| 练习短文 |

少层石墨烯的微波辐照法快速制备及表征-有色金属在线

简介概要

少层石墨烯的微波辐照法快速制备及表征

来源期刊：中国有色金属学报(英文版)2014年第1期

论文作者：冷娴熊翔邹俭鹏

文章页码：177 - 183

关键词：石墨烯；可膨胀石墨；微波辐照；强酸浸泡

Key words：graphene; expandable graphite; microwave irradiation; strong acid soaking

摘要：以可膨胀石墨为原料制备少层石墨烯，通过初次微波辐照3 min、混酸(浓硫酸与浓硝酸的体积比为1:1)浸泡处理24 h及二次微波辐照剥离3 min的工艺流程，得到了少层石墨烯。用扫描电镜(SEM)、X射线衍射(XRD)、拉曼光谱(Raman)、原子力显微镜(AFM)、X射线光电子能谱(XPS)、红外光谱(FTIR)和燃烧法元素分析对实验产物进行表征。结果表明：经过初次微波辐照处理，伴随闪光及爆裂声，可膨胀石墨层片结构被剥离，迅速形成疏松、多孔的蠕虫形貌。通过混酸浸泡、二次微波辐照和超声分散等后续处理，可快速制得厚度约为4.7 nm的约十几层的石墨烯，且石墨烯未被严重氧化，纯度高，结晶度高。

| 任务要求 A |
根据石墨烯制备一文，列出对实验产物进行表征时所用的全部方法。
| 任务要求 B |
从石墨烯制备一文摘要的最后一句之后接着续写。

| 原始资料 |
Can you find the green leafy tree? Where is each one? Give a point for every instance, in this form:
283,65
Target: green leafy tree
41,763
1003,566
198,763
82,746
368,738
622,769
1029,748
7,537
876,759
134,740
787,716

| 练习答案 A |
扫描电镜(SEM)、X射线衍射(XRD)、拉曼光谱(Raman)、原子力显微镜(AFM)、X射线光电子能谱(XPS)、红外光谱(FTIR)、燃烧法元素分析

| 练习答案 B |
Abstract: Few-layer graphenes were fabricated from expandable graphite by rapid microwave exfoliation. Expandable graphite was irradiated in a domestic microwave in full power for 3 min, then soaked in mixed strong hydrogen nitrate and sulfuric acid with volume ratio of 1:1 for 24 h and re-irradiated, thus few-layer graphene sheets were obtained. Specimens gained from every step were selectively characterized by different techniques, such as SEM, XRD, Raman, AFM, XPS, FTIR and combustion elemental analysis. The results show that expandable graphite with loose, porous and worm-like morphology forms instantaneously in microwave irradiation with crackling sound and sparkles, which manifests physical exfoliation of graphene sheets. Few-layer graphene sheets with a dozen or more layers and average thickness of about 4.7 nm are obtained eventually after sequential treatment of microwave irradiation, mixed acid soaking and second microwave irradiation. The as-prepared few-layer graphenes still have high crystallinity and high purity with traces of oxide groups and without serious unrecoverable oxidation damage.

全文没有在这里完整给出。